Short problem |
Collect every line below that contains the word "green", matching case.
##### The input
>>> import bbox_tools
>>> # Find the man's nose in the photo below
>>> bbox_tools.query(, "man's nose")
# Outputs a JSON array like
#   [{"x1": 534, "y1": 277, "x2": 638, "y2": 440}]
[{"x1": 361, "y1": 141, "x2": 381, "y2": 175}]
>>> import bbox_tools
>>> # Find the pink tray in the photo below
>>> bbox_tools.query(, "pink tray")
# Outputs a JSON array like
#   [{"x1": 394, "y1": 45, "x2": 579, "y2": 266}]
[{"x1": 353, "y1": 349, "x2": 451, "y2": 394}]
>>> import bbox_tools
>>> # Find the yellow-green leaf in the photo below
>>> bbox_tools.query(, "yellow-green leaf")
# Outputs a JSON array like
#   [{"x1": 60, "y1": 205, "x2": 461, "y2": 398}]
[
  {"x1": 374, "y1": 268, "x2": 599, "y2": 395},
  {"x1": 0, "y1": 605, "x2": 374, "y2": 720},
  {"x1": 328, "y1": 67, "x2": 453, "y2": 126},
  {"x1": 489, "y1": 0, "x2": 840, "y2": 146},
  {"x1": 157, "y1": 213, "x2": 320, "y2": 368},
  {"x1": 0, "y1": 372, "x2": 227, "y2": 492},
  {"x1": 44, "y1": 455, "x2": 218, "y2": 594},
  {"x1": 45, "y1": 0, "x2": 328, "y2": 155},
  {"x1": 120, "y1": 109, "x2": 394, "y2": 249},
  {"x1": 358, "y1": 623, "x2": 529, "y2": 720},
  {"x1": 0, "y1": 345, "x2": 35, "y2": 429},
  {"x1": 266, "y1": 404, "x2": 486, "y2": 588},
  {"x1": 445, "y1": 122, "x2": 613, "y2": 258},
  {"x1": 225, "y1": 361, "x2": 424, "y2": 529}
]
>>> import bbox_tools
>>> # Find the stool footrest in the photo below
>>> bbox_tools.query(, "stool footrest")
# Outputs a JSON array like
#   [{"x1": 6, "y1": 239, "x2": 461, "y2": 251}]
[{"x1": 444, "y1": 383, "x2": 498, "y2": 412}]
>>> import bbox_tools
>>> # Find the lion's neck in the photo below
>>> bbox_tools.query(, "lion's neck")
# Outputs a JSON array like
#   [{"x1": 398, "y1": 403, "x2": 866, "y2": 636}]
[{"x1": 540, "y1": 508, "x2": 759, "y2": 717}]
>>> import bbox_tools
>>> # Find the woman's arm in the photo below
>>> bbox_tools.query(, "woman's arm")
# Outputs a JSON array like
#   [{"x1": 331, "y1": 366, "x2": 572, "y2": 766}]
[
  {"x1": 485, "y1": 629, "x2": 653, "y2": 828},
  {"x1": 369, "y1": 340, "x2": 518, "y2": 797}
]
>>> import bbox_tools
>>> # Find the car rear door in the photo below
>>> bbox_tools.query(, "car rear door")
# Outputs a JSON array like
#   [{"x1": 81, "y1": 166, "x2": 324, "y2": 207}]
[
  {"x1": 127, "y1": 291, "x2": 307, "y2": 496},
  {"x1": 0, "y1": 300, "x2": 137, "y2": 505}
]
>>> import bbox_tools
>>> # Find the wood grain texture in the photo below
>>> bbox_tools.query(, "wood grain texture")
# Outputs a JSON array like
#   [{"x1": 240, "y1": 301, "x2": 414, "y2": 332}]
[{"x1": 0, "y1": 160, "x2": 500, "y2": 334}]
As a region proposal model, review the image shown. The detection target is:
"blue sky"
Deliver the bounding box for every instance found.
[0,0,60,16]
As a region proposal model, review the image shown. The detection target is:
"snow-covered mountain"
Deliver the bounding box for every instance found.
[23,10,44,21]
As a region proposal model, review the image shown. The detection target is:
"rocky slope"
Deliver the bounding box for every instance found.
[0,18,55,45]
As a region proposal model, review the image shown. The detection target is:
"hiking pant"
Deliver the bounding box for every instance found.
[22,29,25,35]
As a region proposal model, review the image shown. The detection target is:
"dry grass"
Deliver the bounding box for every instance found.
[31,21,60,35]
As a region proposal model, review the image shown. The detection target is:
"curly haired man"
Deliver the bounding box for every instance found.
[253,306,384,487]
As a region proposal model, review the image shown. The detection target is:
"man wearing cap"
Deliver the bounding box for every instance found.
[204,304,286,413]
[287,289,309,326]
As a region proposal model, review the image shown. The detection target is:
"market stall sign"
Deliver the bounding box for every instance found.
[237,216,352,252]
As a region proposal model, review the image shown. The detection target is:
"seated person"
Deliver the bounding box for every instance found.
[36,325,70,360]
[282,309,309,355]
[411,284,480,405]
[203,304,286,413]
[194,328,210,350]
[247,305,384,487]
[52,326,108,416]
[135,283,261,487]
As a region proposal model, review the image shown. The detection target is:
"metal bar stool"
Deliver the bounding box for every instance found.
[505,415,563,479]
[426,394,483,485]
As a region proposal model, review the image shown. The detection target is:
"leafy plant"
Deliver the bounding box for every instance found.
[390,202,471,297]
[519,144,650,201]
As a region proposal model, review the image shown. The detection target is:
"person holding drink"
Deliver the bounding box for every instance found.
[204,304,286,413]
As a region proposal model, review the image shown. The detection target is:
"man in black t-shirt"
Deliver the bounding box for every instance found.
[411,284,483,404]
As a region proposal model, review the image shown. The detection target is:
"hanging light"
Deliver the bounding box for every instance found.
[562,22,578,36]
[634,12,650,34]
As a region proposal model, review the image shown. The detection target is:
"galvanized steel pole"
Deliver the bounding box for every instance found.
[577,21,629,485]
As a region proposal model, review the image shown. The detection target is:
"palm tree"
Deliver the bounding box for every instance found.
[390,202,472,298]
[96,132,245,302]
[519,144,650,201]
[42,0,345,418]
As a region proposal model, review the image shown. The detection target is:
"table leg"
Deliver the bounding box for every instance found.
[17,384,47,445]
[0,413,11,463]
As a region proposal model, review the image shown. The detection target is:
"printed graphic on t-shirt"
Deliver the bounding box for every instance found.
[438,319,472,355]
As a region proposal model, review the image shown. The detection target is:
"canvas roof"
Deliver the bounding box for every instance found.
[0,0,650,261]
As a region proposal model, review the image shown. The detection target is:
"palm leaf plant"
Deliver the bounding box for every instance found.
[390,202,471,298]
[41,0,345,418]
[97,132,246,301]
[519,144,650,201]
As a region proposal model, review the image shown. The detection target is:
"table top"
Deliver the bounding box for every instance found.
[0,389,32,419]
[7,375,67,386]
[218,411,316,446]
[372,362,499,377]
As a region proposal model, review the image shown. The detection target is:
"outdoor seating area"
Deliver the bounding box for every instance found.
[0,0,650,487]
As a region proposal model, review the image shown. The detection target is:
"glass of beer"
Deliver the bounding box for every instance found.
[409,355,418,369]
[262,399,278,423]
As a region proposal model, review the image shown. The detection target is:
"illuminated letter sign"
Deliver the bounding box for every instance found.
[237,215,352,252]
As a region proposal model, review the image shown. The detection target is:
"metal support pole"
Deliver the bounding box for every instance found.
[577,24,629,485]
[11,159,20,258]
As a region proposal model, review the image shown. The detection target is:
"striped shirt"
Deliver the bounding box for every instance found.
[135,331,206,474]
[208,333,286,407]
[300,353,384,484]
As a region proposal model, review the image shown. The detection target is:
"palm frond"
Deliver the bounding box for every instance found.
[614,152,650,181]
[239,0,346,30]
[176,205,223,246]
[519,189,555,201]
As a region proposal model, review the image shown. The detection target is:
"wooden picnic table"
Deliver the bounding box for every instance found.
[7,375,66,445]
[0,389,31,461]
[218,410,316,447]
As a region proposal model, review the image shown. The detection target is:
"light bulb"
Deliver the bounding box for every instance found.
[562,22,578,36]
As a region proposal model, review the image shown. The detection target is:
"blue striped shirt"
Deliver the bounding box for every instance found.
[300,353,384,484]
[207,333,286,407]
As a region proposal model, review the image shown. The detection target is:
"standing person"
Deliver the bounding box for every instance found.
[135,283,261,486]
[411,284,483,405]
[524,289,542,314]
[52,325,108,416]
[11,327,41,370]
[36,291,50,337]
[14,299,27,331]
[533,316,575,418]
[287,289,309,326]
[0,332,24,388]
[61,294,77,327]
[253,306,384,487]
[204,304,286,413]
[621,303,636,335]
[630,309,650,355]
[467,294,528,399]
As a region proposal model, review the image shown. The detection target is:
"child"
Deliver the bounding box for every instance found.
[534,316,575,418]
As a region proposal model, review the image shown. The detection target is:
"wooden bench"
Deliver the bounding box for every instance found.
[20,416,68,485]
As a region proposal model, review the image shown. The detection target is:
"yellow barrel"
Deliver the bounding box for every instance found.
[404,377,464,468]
##########
The answer |
>>> # Find the yellow-green leaf in the photo below
>>> bbox_tools.query(, "yellow-green leaf")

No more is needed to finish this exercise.